STUDY TEXT:
Content starts
When Mayor Vince Gray and Councilmembers Michael Brown (I-At Large) and Jack Evans (D-Ward 2) visited Tampa late last year to take a look at the state-of-the-art training facility used by the Tampa Bay Buccaneers, it could have seemed like an ongoing exercise in wishful thinking to get the Redskins back to move their Ashburn-based training facility into the District. Maybe not.
On Monday, Deputy Mayor for Planning and Economic Development Victor Hoskins met with a group of ANC commissioners from wards 6 and 7 to discuss stalled plans for Reservation 13, the 67-plot of land where RFK Stadium, the old D.C. General Hospital and the D.C. Jail are currently located. According to Lisa White, a Ward 7 ANC commissioner who attended the meeting, Hoskins told them that longstanding plans for the site’s redevelopment were on hold while Gray continues discussions with team officials over a possible Redskins training facility.
Content ends
DATA UNDER STUDY:
Content starts
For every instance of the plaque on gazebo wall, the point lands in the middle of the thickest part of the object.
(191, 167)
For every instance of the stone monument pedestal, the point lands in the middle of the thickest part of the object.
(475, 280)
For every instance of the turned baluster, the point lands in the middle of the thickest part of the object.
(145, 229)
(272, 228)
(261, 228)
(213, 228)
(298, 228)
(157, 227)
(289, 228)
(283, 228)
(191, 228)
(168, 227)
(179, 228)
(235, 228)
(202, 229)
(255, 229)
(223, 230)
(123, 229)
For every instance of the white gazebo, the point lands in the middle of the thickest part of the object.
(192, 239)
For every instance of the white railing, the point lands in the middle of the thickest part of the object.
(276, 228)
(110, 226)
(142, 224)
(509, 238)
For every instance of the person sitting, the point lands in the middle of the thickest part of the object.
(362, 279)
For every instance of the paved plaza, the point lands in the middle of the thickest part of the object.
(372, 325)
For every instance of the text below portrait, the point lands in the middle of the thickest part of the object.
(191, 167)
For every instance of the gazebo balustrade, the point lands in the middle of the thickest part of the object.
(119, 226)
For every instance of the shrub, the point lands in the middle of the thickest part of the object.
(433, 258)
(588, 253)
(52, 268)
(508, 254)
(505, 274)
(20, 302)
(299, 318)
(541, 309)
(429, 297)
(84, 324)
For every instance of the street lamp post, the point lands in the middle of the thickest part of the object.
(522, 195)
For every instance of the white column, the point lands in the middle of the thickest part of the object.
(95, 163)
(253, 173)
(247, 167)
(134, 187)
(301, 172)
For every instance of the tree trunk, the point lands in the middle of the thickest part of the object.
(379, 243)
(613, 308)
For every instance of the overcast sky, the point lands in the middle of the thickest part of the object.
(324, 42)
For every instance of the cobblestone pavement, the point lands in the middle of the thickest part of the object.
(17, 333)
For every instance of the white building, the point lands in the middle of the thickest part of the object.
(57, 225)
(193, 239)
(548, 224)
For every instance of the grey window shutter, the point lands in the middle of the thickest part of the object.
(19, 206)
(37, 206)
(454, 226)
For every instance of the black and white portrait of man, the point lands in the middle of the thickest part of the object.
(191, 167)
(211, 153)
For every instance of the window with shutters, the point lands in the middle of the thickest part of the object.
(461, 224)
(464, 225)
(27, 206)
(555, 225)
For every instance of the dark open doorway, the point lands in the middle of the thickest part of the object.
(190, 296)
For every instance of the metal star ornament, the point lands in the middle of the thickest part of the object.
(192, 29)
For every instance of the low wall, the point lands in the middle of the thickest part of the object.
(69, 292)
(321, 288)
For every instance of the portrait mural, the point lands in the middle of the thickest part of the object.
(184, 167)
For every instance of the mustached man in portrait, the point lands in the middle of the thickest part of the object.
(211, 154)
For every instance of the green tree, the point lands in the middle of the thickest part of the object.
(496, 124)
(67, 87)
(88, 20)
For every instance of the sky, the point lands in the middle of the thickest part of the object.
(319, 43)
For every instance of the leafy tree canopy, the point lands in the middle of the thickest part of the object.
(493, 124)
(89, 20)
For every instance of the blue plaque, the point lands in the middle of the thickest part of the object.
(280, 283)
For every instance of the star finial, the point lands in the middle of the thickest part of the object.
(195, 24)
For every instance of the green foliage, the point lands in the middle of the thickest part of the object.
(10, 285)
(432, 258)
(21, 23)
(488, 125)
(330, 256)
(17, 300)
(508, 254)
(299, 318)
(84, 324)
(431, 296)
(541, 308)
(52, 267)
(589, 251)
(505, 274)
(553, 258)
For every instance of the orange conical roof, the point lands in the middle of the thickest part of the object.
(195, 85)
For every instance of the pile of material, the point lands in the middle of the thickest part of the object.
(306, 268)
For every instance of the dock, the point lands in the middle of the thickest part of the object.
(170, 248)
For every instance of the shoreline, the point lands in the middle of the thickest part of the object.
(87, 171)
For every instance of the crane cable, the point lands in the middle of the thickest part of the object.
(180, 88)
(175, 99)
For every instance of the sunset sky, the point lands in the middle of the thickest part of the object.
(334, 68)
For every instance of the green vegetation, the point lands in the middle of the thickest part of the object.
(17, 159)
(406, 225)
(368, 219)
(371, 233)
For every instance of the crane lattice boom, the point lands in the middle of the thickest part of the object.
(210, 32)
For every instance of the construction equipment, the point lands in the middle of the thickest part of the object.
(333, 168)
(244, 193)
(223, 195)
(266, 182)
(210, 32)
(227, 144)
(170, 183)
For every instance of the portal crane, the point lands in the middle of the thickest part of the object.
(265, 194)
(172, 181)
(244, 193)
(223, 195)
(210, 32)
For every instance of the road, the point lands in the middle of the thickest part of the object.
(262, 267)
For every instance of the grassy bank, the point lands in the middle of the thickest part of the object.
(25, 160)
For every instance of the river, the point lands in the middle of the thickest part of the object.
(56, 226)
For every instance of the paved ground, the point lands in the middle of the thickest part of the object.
Content ends
Write out everything in the Redskins training facility text from "On Monday, Deputy" down to "Redskins training facility.", swapping "Reservation 13" for "the Reservation 13 parcel". Rely only on the text about the Redskins training facility.

On Monday, Deputy Mayor for Planning and Economic Development Victor Hoskins met with a group of ANC commissioners from wards 6 and 7 to discuss stalled plans for the Reservation 13 parcel, the 67-plot of land where RFK Stadium, the old D.C. General Hospital and the D.C. Jail are currently located. According to Lisa White, a Ward 7 ANC commissioner who attended the meeting, Hoskins told them that longstanding plans for the site’s redevelopment were on hold while Gray continues discussions with team officials over a possible Redskins training facility.